Excerpt:
James H. Haddox has served as our Chief Financial Officer since November
1997 and served as Secretary from December 1997 until March 1999. From March
1996 until joining Quanta, Mr. Haddox was Senior Vice President - Finance of
Corporate Express Delivery Systems, Inc., a national provider of same day
delivery services. From January 1994 to March 1996, Mr. Haddox held various
positions, including Chief Accounting Officer and Vice President - Finance, with
U.S. Delivery Systems, Inc., a New York Stock Exchange listed company which was
the largest provider of same day delivery services in the U.S. prior to its
merger in March 1996 with Corporate Express, Inc. From 1991 to 1994 Mr. Haddox
was an independent business consultant providing management services. From 1987
to 1991, Mr. Haddox held various financial positions, including Chief Financial
Officer and Chief Accounting Officer, at Allwaste, Inc., a New York Stock
Exchange listed national environmental services company. Mr. Haddox is a
Certified Public Accountant.
Peter Dameris has served as our Executive Vice President and Chief
Operating Officer since February 2001. Prior to joining Quanta, Mr. Dameris
served as Chairman of the Board, Chief Executive Officer and President of
Metamor Worldwide, Inc., a publicly traded international IT consulting company
with offices around the world, from October 1999 until June 2000, when Metamor's
merger with PSINet, Inc. was completed. Mr. Dameris joined Metamor in January
1995 as Vice President, General Counsel and Secretary, and was promoted to
Senior Vice President in September 1996 and to Executive Vice President -
Corporate Development in January 1999. Mr. Dameris is also a director of Xuma
Inc. and U.S. Concrete, Inc. Mr. Dameris holds a J.D. degree.

Extracted entries:
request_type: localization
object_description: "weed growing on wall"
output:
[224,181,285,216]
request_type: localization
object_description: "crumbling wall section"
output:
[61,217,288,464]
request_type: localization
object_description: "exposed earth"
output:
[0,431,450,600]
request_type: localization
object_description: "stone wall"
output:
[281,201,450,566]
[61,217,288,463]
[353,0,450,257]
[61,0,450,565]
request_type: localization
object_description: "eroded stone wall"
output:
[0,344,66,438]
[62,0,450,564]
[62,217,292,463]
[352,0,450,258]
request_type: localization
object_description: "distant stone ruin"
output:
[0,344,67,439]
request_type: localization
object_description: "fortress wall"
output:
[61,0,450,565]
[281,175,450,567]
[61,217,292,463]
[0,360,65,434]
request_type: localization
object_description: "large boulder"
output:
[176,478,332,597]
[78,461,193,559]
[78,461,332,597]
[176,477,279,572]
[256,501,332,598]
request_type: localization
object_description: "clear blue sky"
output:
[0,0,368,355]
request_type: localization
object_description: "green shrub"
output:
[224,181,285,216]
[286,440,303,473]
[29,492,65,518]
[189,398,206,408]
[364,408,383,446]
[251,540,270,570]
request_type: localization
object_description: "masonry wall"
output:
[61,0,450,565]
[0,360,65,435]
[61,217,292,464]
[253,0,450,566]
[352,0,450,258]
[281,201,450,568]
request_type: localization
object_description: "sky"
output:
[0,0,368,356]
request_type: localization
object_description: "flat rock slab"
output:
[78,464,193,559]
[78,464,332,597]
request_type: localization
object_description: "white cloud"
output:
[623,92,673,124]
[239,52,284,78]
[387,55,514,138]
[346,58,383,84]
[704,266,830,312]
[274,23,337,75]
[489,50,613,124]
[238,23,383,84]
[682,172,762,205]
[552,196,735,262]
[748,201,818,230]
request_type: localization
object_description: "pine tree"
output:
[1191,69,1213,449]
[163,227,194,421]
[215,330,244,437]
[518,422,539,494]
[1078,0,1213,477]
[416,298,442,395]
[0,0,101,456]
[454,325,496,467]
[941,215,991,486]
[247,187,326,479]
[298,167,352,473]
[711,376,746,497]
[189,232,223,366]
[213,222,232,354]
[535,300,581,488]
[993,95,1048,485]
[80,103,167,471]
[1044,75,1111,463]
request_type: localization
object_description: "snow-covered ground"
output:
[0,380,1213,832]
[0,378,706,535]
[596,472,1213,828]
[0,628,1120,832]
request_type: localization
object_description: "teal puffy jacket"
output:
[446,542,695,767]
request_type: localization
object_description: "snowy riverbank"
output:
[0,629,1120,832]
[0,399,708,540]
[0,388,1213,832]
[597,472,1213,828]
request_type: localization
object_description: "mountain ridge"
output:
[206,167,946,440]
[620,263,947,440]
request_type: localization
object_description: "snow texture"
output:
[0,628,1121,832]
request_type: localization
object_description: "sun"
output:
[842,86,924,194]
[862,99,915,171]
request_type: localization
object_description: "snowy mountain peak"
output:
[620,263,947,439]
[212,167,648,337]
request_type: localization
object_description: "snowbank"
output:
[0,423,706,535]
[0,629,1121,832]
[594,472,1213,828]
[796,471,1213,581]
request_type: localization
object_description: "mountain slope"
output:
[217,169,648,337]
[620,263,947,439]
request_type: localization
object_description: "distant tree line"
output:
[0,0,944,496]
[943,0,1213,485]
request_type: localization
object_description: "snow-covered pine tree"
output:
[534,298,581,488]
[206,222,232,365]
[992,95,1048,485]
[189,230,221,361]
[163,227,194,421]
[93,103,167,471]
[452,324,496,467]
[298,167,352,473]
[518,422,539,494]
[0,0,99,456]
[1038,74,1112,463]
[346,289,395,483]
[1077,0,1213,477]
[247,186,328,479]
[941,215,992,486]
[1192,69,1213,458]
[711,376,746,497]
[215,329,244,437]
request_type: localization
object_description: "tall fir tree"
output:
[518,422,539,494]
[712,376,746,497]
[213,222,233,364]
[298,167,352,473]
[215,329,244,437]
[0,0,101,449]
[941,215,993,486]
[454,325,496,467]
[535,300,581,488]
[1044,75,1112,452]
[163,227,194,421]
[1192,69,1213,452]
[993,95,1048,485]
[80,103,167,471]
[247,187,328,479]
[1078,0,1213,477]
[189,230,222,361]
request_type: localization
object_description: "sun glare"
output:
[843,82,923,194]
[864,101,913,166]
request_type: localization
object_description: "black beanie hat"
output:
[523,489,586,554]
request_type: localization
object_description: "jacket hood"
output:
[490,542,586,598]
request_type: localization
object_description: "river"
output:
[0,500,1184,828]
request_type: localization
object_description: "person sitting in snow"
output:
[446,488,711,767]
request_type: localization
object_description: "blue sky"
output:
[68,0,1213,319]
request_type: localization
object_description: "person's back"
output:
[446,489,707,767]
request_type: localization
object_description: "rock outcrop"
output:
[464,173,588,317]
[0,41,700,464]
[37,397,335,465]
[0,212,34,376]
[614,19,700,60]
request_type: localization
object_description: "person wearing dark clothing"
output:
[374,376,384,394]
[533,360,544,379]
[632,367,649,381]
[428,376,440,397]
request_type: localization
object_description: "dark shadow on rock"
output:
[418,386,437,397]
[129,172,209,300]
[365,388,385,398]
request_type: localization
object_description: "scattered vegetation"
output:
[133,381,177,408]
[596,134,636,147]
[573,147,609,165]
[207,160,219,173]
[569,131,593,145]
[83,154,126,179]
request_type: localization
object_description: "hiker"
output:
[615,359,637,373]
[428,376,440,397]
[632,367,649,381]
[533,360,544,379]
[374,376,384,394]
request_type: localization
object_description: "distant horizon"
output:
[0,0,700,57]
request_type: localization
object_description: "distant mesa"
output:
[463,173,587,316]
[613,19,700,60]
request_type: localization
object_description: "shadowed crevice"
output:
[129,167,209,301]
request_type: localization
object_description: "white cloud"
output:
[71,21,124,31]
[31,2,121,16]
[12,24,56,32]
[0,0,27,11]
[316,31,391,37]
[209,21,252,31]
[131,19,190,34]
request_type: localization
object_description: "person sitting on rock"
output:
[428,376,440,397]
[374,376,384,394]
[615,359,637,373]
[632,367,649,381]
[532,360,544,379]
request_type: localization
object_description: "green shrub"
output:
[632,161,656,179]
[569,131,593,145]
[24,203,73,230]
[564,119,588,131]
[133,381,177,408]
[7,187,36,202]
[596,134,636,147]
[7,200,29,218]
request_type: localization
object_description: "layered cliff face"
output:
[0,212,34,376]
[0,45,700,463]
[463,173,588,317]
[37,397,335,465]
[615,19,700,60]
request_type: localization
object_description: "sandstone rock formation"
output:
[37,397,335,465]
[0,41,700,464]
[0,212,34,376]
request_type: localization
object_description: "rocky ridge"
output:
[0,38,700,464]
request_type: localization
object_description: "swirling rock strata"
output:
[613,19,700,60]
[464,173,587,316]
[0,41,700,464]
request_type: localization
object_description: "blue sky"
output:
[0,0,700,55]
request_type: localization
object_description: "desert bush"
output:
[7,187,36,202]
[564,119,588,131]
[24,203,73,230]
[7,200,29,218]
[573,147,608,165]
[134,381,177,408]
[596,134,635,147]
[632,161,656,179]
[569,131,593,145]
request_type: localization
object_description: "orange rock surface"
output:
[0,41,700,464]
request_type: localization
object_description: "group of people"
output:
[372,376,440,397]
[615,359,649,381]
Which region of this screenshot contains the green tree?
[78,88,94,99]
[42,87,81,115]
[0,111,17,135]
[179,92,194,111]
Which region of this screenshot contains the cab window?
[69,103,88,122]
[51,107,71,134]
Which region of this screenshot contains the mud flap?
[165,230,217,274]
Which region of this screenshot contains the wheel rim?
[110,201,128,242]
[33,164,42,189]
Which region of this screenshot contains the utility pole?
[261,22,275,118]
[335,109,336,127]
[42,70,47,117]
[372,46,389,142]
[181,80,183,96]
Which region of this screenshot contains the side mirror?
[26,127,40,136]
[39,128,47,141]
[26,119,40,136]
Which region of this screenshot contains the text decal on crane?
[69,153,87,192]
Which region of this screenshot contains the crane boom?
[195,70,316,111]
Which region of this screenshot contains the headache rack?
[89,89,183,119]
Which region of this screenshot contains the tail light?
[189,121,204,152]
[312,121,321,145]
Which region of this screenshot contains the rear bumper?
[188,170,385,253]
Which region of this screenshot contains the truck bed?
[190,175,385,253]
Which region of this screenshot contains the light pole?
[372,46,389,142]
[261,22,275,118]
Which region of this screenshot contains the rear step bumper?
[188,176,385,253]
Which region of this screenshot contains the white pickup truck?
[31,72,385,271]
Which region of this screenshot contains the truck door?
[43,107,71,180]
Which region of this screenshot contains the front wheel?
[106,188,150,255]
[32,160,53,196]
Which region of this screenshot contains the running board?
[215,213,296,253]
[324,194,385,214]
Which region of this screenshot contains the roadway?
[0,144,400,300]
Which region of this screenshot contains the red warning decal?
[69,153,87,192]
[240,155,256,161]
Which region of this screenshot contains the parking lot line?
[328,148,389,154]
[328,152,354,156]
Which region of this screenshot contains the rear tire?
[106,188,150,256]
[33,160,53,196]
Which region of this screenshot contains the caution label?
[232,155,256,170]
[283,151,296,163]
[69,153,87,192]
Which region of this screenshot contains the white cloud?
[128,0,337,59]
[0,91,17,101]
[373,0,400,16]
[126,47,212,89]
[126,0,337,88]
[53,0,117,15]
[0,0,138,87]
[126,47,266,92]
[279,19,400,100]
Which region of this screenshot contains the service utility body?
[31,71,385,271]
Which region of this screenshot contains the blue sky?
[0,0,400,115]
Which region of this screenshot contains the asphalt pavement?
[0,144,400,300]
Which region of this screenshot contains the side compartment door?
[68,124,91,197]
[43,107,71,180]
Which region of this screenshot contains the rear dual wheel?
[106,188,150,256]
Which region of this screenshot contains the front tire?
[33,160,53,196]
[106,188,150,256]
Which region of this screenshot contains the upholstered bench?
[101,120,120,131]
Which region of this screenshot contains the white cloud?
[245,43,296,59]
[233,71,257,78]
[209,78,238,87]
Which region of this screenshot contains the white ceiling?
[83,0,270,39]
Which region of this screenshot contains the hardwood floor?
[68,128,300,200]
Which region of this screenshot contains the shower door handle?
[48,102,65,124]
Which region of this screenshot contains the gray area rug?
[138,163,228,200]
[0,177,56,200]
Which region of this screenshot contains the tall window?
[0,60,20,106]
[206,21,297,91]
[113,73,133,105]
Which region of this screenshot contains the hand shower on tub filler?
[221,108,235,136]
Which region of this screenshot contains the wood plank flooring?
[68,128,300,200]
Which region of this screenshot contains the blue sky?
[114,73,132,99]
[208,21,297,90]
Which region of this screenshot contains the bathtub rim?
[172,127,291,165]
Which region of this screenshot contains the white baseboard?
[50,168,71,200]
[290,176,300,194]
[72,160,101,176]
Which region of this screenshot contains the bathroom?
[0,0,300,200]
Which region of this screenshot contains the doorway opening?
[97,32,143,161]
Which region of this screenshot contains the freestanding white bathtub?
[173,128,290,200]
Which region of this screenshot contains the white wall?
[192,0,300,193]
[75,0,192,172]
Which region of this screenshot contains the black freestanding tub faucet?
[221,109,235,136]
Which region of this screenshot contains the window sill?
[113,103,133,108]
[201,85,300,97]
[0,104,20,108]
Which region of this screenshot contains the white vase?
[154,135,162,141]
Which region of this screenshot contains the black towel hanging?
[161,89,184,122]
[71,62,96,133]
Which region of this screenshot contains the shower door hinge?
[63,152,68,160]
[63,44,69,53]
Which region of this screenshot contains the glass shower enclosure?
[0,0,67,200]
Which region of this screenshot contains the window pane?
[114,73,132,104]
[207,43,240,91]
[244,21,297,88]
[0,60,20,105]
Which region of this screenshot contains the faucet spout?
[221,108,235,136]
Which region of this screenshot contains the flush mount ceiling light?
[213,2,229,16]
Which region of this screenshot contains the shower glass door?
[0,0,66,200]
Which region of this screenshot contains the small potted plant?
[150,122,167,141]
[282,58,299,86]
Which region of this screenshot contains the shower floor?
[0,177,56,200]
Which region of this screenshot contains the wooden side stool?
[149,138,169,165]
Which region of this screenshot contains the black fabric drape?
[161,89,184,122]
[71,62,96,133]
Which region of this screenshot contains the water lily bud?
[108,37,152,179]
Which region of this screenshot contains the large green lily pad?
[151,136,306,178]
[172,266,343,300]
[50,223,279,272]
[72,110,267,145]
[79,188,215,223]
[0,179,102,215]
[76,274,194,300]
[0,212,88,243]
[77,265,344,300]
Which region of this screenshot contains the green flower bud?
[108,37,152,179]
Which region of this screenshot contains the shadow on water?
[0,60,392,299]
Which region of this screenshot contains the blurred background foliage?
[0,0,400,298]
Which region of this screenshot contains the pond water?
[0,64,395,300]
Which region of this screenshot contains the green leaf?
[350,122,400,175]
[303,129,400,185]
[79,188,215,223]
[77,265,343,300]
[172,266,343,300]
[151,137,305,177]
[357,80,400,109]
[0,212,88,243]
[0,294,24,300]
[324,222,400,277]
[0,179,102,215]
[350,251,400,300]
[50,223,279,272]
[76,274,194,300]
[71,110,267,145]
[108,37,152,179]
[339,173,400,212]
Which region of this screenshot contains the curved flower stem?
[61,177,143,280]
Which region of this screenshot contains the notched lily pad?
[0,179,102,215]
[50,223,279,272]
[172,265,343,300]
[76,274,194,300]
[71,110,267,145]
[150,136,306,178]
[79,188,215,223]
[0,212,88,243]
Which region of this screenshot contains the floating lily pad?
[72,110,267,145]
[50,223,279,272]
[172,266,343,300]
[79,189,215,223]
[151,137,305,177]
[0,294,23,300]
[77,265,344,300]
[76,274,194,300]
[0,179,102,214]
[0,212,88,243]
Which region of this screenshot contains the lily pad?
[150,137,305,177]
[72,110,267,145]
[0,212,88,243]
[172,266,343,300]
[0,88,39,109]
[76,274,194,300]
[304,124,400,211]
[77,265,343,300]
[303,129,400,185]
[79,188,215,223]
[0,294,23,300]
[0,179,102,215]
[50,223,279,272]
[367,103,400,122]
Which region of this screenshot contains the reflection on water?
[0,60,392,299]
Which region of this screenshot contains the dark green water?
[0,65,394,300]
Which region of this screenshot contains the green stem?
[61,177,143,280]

Short task A: From the executive biographies, quote the passage from "Peter Dameris has" to "a J.D. degree.".
Short task B: According to the executive biographies, at which company did James H. Haddox hold financial positions from 1987 to 1991?

Exercise output A:
Peter Dameris has served as our Executive Vice President and Chief
Operating Officer since February 2001. Prior to joining Quanta, Mr. Dameris
served as Chairman of the Board, Chief Executive Officer and President of
Metamor Worldwide, Inc., a publicly traded international IT consulting company
with offices around the world, from October 1999 until June 2000, when Metamor's
merger with PSINet, Inc. was completed. Mr. Dameris joined Metamor in January
1995 as Vice President, General Counsel and Secretary, and was promoted to
Senior Vice President in September 1996 and to Executive Vice President -
Corporate Development in January 1999. Mr. Dameris is also a director of Xuma
Inc. and U.S. Concrete, Inc. Mr. Dameris holds a J.D. degree.

Exercise output B: Allwaste, Inc., a New York Stock Exchange listed national environmental services company.